---------- Фрагмент текста ----------
В свою учительскую бытность я считала одним из важнейших дел рассказать детям о Януше Корчаке.
Я позволила себе взять класс только через семь лет после окончания института – в Перестройку, и первое, что сделала, войдя в обшарпанную классную комнату с разводами на потолке, – повесила на стену портрет Корчака. До этого там висел портрет Владимира Ильича Ленина, огромный, во всю стену. Тебе могли не дать ни мела, ни книг, ни игрушек, ни тряпку, чтобы стирать с доски. Но портрет вождя мировой революции считался непременным атрибутом обучения. Я его сняла.
Когда из РОНО (кто не знает, это «районный отдел народного образования») в школу пришли с проверкой, разразился скандал. Методистка, хлопнув несколько раз дверцами полупустых шкафов (там, естественно, лежало совсем не то, что должно было бы лежать) и обведя презрительным взглядом нашу «домашнюю обстановку», перечислила не допускающим возражений тоном все нарушенные нормативы и завершила свою разгромную речь совсем уж возмутительным фактом: «И Чуковский у вас не в той зоне висит! Перевесьте! Здесь место для Ленина».
Я страшная трусиха. От надменного взгляда чиновников я всегда покрывалась холодным потом. Но тут во мне словно распрямилась какая-то пружина: «Это Корчак, а не Чуковский. И у меня тут не зона!» (Дорогой Чуковский! Я тебе очень люблю. Но и тебя «не узнали»!) А слово «зона» в сочетании с Корчаком чуть не свело меня с ума. И я вдруг уперлась.
---------- Сохранённые записи ----------
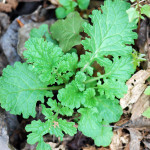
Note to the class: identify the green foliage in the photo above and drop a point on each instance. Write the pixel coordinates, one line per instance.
(52, 125)
(147, 113)
(48, 61)
(147, 91)
(83, 4)
(146, 10)
(136, 13)
(67, 31)
(80, 86)
(20, 90)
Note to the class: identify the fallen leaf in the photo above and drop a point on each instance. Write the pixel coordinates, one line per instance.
(140, 106)
(55, 2)
(136, 86)
(120, 140)
(136, 137)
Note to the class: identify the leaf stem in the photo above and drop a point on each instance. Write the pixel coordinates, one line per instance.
(139, 9)
(94, 79)
(53, 88)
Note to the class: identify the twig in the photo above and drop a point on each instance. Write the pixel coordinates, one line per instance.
(136, 3)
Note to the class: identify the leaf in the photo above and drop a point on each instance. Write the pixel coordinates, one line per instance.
(92, 126)
(20, 90)
(70, 96)
(90, 99)
(43, 145)
(112, 89)
(52, 125)
(57, 107)
(132, 14)
(146, 10)
(67, 31)
(67, 127)
(83, 4)
(108, 109)
(147, 113)
(80, 78)
(69, 5)
(147, 91)
(120, 69)
(61, 12)
(49, 61)
(109, 34)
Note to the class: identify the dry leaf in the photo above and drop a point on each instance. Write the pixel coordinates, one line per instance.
(7, 7)
(136, 86)
(55, 146)
(55, 2)
(119, 140)
(141, 122)
(140, 106)
(136, 137)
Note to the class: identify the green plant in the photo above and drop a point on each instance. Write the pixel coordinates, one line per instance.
(137, 11)
(48, 68)
(146, 113)
(68, 6)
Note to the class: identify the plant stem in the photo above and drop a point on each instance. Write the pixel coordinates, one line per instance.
(94, 79)
(136, 3)
(139, 9)
(54, 88)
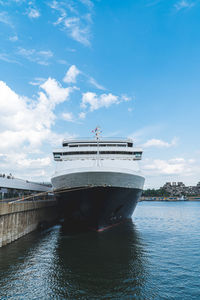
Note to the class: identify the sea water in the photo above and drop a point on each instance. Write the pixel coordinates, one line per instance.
(154, 256)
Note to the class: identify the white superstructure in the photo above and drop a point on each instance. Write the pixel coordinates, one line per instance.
(100, 162)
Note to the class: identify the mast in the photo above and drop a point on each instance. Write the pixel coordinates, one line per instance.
(97, 132)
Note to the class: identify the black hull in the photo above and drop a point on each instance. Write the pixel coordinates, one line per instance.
(97, 208)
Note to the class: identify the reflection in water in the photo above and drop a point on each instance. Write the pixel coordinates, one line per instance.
(157, 260)
(107, 265)
(53, 265)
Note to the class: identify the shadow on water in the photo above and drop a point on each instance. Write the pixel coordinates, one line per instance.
(109, 265)
(54, 265)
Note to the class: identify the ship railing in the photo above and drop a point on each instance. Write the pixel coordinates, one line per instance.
(44, 196)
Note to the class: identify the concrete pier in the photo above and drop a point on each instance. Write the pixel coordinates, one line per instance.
(20, 218)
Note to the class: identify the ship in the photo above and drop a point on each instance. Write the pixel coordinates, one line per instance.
(97, 181)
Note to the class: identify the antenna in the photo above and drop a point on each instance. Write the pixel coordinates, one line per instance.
(97, 133)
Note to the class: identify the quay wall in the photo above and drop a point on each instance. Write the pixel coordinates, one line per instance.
(19, 218)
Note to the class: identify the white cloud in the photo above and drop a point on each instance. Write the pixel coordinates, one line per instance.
(95, 102)
(82, 115)
(37, 81)
(71, 74)
(40, 57)
(177, 166)
(159, 143)
(56, 93)
(5, 19)
(96, 84)
(5, 57)
(89, 3)
(25, 121)
(183, 5)
(33, 13)
(69, 117)
(77, 25)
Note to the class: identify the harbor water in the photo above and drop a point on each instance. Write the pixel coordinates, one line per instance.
(154, 256)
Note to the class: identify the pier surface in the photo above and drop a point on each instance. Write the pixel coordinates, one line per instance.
(20, 218)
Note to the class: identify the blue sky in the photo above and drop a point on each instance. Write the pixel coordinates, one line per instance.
(130, 66)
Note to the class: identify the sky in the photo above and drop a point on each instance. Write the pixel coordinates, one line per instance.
(131, 67)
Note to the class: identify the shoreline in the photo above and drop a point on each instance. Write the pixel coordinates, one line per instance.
(170, 199)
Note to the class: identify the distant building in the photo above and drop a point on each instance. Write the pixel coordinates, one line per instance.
(179, 189)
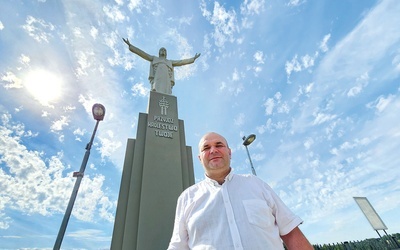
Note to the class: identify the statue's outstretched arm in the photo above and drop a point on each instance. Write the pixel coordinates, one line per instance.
(138, 51)
(185, 61)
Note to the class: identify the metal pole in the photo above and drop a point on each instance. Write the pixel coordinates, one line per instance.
(79, 177)
(251, 163)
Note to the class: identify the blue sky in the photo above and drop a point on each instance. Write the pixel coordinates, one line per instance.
(316, 81)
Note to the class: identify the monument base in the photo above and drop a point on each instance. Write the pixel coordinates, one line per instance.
(158, 166)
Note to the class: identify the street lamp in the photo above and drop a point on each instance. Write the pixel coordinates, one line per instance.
(98, 112)
(246, 142)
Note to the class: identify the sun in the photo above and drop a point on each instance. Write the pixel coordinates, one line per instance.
(44, 86)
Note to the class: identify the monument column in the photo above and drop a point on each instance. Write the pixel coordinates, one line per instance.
(158, 166)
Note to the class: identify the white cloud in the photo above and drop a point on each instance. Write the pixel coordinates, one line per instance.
(114, 13)
(39, 29)
(138, 89)
(259, 57)
(322, 118)
(381, 103)
(252, 7)
(34, 184)
(11, 80)
(224, 22)
(324, 44)
(269, 105)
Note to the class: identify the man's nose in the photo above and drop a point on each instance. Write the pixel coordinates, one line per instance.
(213, 150)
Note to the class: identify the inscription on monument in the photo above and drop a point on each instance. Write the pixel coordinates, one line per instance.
(164, 126)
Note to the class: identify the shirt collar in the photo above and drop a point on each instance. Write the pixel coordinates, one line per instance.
(215, 183)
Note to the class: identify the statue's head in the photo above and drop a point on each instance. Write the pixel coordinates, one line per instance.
(162, 53)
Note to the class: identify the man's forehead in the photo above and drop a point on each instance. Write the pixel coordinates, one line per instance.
(212, 138)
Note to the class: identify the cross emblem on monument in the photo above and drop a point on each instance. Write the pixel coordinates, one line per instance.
(163, 105)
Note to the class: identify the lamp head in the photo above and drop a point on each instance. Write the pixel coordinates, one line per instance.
(249, 139)
(98, 111)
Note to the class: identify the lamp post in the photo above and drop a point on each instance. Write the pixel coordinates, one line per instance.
(246, 142)
(98, 112)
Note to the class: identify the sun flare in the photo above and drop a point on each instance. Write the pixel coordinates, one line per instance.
(44, 86)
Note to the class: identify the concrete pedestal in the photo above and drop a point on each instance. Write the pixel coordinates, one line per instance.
(158, 167)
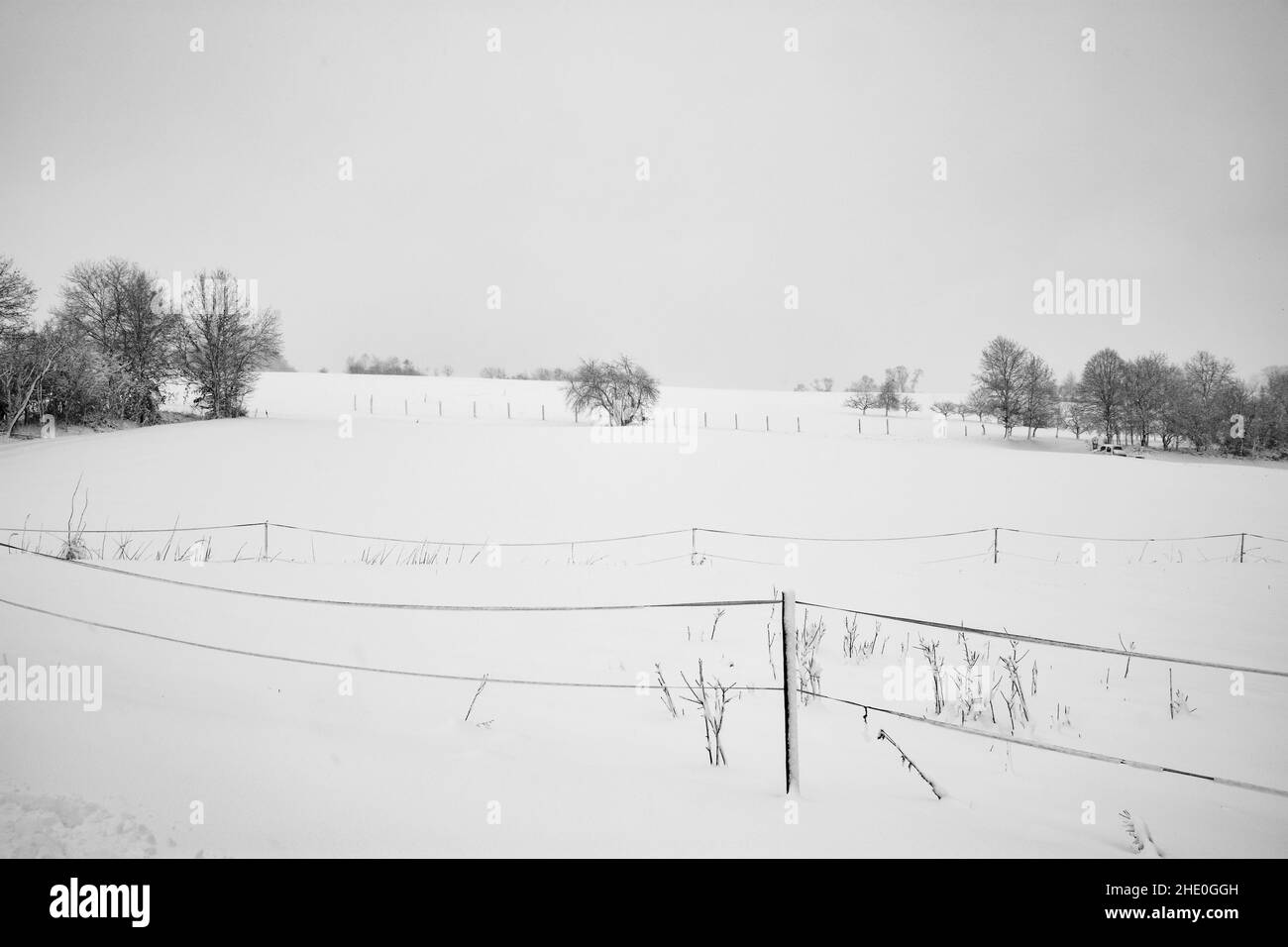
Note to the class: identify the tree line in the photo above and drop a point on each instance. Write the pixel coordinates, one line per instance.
(117, 338)
(893, 394)
(1201, 402)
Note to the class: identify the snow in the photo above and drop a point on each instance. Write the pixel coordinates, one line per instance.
(283, 762)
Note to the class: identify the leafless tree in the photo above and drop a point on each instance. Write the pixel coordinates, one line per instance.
(115, 305)
(863, 393)
(1103, 389)
(26, 359)
(17, 299)
(623, 390)
(1001, 367)
(223, 344)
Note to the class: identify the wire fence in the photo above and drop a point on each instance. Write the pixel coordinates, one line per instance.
(617, 685)
(295, 543)
(722, 603)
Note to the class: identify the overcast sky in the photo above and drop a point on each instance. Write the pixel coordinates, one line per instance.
(768, 169)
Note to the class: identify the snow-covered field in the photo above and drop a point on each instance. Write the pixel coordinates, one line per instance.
(279, 759)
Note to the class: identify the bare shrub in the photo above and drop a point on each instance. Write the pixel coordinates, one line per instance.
(713, 699)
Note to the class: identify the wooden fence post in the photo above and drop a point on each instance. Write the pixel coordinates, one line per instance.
(791, 697)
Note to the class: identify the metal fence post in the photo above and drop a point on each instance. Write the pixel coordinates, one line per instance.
(791, 697)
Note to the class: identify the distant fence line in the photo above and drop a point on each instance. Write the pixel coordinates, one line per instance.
(790, 684)
(692, 531)
(681, 531)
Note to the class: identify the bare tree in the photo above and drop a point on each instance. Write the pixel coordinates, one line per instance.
(1145, 390)
(1103, 389)
(114, 304)
(1001, 367)
(888, 397)
(26, 360)
(17, 299)
(223, 344)
(1038, 398)
(905, 380)
(623, 390)
(863, 393)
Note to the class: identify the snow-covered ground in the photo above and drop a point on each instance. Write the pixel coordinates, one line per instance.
(283, 761)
----------
Задания для выполнения:
[1] Процитируйте рассказ о портрете Корчака, начиная со слов «Когда из РОНО» и заканчивая словами «я вдруг уперлась.».
[2] Ответьте по рассказу о портрете Корчака:
(а) Через сколько лет после окончания института автор взял класс?
(б) Чей портрет висел на стене классной комнаты до портрета Корчака?
(в) За чей портрет методистка из РОНО приняла портрет Корчака?
[3] Напишите продолжение рассказа о портрете Корчака, начав сразу после его последней фразы.

Ответы по заданиям:
[1]
Когда из РОНО (кто не знает, это «районный отдел народного образования») в школу пришли с проверкой, разразился скандал. Методистка, хлопнув несколько раз дверцами полупустых шкафов (там, естественно, лежало совсем не то, что должно было бы лежать) и обведя презрительным взглядом нашу «домашнюю обстановку», перечислила не допускающим возражений тоном все нарушенные нормативы и завершила свою разгромную речь совсем уж возмутительным фактом: «И Чуковский у вас не в той зоне висит! Перевесьте! Здесь место для Ленина».
Я страшная трусиха. От надменного взгляда чиновников я всегда покрывалась холодным потом. Но тут во мне словно распрямилась какая-то пружина: «Это Корчак, а не Чуковский. И у меня тут не зона!» (Дорогой Чуковский! Я тебе очень люблю. Но и тебя «не узнали»!) А слово «зона» в сочетании с Корчаком чуть не свело меня с ума. И я вдруг уперлась.

[2]
(а) Через семь лет.
(б) Портрет Владимира Ильича Ленина.
(в) За портрет Чуковского.

[3]
Меня вызвали к директору. Он был очень хороший. Он попробовал меня уговорить – не дразнить гусей, искать компромиссы, проявлять гибкость во имя... и т. д. и т. п. Но шел третий год Перестройки, а я заявила, что собираюсь «чистить себя под Корчаком», – и директор умудрился замять скандал.
Из романа, который я написала двадцать лет спустя, слова «чистить себя под Корчаком» редактор вычеркнул. Сказал, что молодежь уже не поймет, к чему они отсылают. Ведь это была переделанная цитата из поэмы Маяковского: «Я себя под Лениным чищу, чтобы плыть в Революцию дальше…» (в поэме, написанной в 1924 г., после смерти Ленина, автор беседует с его портретом, висящим на стене). Тогда я не видела в своей переделке особой иронии… Просто слова «чистить себя под Корчаком» абсолютно точно объясняли, зачем мне в классе нужен его портрет…
Теперь, возвращаясь мыслями в то время, я понимаю, что Корчак был моей иконой, и все с ним связанное носило практически религиозный характер. Я не могла думать о нем независимо от мыслей о его смерти. И каждый раз, когда я решала: расскажу-ка я о нем детям, – все сводилось к одной и той же истории:
«…Конвойный офицер говорит Корчаку:
– Доктор Корчак! Я читал ваши книги. Вы можете быть свободны!
– А дети?
– А дети поедут.
– Вы думаете, все негодяи? Ошибаетесь…»
И дальше я, чувствуя, как в горле набухает ком, добавляла «хрестоматийное»: «А по дороге в Треблинку старый доктор рассказывал детям сказки, чтобы им было не очень страшно…»
Бог мой! Какие сказки? В вагоне для перевозки скота, где люди ехали стоя? И откуда это известно – раз свидетелей не осталось?
Но история Корчака не могла не стать мифом…
Я в какой-то момент поняла: мне нужно с собой что-то делать, как-то этот миф превозмочь. Неправильно, если Корчак – это только икона, связанная с Холокостом, еврейский доктор, отказавшийся бросить детей на пути в лагерь уничтожения.
Получается, что история гибели вытесняет то, на что Корчак потратил жизнь, ‒ его педагогику, поистине революционную, мирового масштаба, до сих пор очень слабо осмысленную и мало кому известную.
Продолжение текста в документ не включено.